Collection entries:
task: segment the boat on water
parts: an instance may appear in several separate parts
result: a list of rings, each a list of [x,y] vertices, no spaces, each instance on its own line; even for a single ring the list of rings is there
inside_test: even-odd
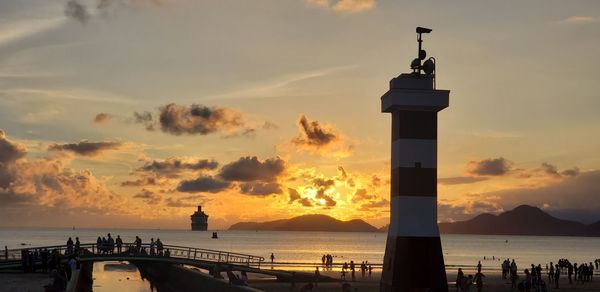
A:
[[[202,206],[190,216],[193,231],[206,231],[208,229],[208,215],[202,211]]]
[[[213,238],[213,239],[218,239],[218,238],[219,238],[219,236],[217,235],[217,233],[216,233],[216,232],[213,232],[212,238]]]

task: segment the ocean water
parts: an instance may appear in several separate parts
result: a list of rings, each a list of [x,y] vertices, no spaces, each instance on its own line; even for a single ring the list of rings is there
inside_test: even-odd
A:
[[[380,264],[387,236],[366,232],[218,231],[219,239],[211,239],[211,231],[20,228],[0,229],[0,247],[62,245],[69,236],[78,236],[82,243],[93,243],[109,232],[113,237],[120,235],[124,242],[133,242],[137,235],[144,242],[160,238],[164,244],[245,253],[263,256],[267,261],[273,253],[276,262],[315,264],[326,253],[332,254],[336,263],[366,260]],[[481,260],[486,269],[498,269],[498,259],[504,258],[515,259],[521,266],[545,266],[560,258],[577,263],[600,258],[600,238],[593,237],[442,235],[442,247],[446,265],[472,267]]]

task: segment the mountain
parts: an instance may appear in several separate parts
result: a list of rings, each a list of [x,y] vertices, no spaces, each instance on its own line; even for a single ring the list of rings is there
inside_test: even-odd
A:
[[[377,228],[360,219],[340,221],[327,215],[303,215],[268,222],[239,222],[229,230],[373,232]]]
[[[600,222],[585,225],[562,220],[529,205],[499,215],[485,213],[470,220],[438,225],[441,233],[451,234],[600,236]]]

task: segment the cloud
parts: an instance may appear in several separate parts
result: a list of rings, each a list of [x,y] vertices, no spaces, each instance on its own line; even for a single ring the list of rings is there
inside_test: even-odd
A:
[[[133,196],[136,199],[143,199],[146,203],[156,205],[162,202],[162,196],[147,189],[142,189],[139,193]]]
[[[219,107],[192,104],[189,107],[174,103],[159,108],[160,129],[173,135],[206,135],[222,130],[236,130],[242,125],[239,112]]]
[[[559,171],[558,168],[550,163],[544,162],[541,165],[541,170],[542,172],[544,172],[545,174],[551,176],[551,177],[555,177],[555,178],[561,178],[563,176],[577,176],[579,175],[579,168],[577,167],[573,167],[571,169],[566,169],[564,171]]]
[[[298,151],[334,157],[347,157],[352,153],[353,146],[345,145],[342,134],[330,125],[302,115],[298,119],[298,129],[300,133],[290,141]]]
[[[560,20],[558,23],[562,24],[586,24],[586,23],[595,23],[598,22],[598,19],[592,16],[584,16],[584,15],[574,15],[567,17],[563,20]]]
[[[81,23],[86,23],[90,19],[90,13],[84,4],[77,0],[69,0],[65,6],[65,15]]]
[[[292,188],[288,188],[288,195],[290,196],[290,200],[288,201],[288,204],[291,204],[297,200],[300,200],[302,197],[300,196],[300,193],[298,193],[297,190],[292,189]]]
[[[472,176],[457,176],[457,177],[443,177],[438,179],[438,183],[442,185],[461,185],[471,184],[480,181],[487,180],[487,177],[472,177]]]
[[[9,141],[4,131],[0,130],[0,167],[23,158],[26,154],[25,146]]]
[[[512,170],[512,162],[499,158],[488,158],[481,161],[470,161],[467,173],[475,176],[501,176]]]
[[[115,150],[123,146],[121,142],[88,142],[83,140],[79,143],[52,144],[48,146],[50,151],[69,151],[83,156],[96,156],[106,150]]]
[[[157,185],[156,178],[144,176],[136,180],[127,180],[121,182],[122,187],[141,187],[141,186],[153,186]]]
[[[176,177],[183,170],[213,170],[219,166],[215,160],[197,159],[184,160],[182,158],[167,158],[165,160],[152,160],[146,162],[143,166],[136,169],[138,172],[153,172],[161,176]]]
[[[335,11],[360,12],[373,9],[375,0],[339,0],[333,5]]]
[[[375,0],[307,0],[307,2],[338,12],[361,12],[375,7]]]
[[[484,195],[475,195],[475,199],[458,204],[446,202],[438,203],[438,221],[454,222],[473,218],[481,213],[498,214],[504,211],[504,208],[494,200],[486,199]]]
[[[318,121],[309,121],[304,115],[298,120],[298,125],[300,135],[292,141],[296,145],[319,148],[339,139],[333,129],[322,126]]]
[[[283,190],[278,183],[247,182],[240,184],[240,191],[246,195],[267,196],[281,194]]]
[[[159,107],[157,116],[150,112],[134,112],[134,121],[143,124],[146,130],[157,127],[172,135],[208,135],[226,132],[228,136],[244,135],[253,129],[245,127],[242,114],[236,110],[222,107],[207,107],[192,104],[190,106],[170,103]]]
[[[246,156],[223,166],[219,176],[228,181],[270,182],[275,181],[285,170],[285,161],[279,157],[261,162],[256,156]]]
[[[354,196],[352,196],[352,203],[368,201],[374,198],[375,196],[369,194],[366,189],[357,189],[356,192],[354,192]]]
[[[112,118],[113,118],[113,116],[111,114],[99,113],[94,117],[92,122],[94,124],[104,124],[104,123],[108,123]]]
[[[177,191],[186,193],[218,193],[231,185],[230,182],[215,179],[211,176],[201,176],[193,180],[183,180],[177,186]]]

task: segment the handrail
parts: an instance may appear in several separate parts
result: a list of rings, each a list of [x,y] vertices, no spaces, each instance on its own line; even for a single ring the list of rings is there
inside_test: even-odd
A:
[[[129,254],[132,250],[135,251],[135,256],[159,257],[158,254],[146,254],[146,255],[138,254],[142,248],[150,249],[149,243],[141,244],[140,250],[137,250],[137,248],[135,246],[136,246],[135,243],[124,243],[122,245],[121,254],[118,254],[118,253],[116,253],[116,251],[117,251],[116,244],[113,244],[110,246],[101,244],[101,246],[99,246],[99,244],[97,244],[97,243],[82,243],[79,245],[79,249],[87,250],[87,251],[91,252],[91,254],[81,254],[80,257],[97,256],[98,254],[102,254],[103,256],[112,256],[112,255],[118,256],[118,255],[123,255],[123,254]],[[2,253],[2,255],[0,255],[0,263],[2,261],[20,260],[21,253],[24,250],[34,251],[34,252],[35,251],[43,251],[43,250],[51,252],[53,250],[57,250],[60,254],[67,255],[67,254],[73,253],[74,249],[75,249],[75,245],[73,245],[71,247],[69,247],[67,245],[52,245],[52,246],[35,246],[35,247],[24,247],[24,248],[19,248],[19,249],[10,249],[10,250],[5,250],[4,253]],[[157,247],[155,245],[154,251],[156,251],[156,250],[157,250]],[[239,263],[239,264],[244,264],[244,265],[248,265],[248,266],[257,264],[260,267],[260,264],[262,262],[264,262],[264,260],[265,260],[265,258],[261,257],[261,256],[221,251],[221,250],[205,249],[205,248],[198,248],[198,247],[179,246],[179,245],[163,245],[163,250],[164,251],[169,250],[169,257],[171,257],[171,258],[187,258],[187,259],[192,259],[192,260],[212,261],[212,262],[218,262],[218,263]],[[150,252],[150,253],[153,253],[153,252]],[[8,257],[7,257],[7,255],[8,255]]]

**Exercise description**
If a line of the data above contains "segment", copy it out.

**Solution**
task: segment the boat on water
task: segment the ocean water
task: segment the mountain
task: segment the cloud
task: segment the handrail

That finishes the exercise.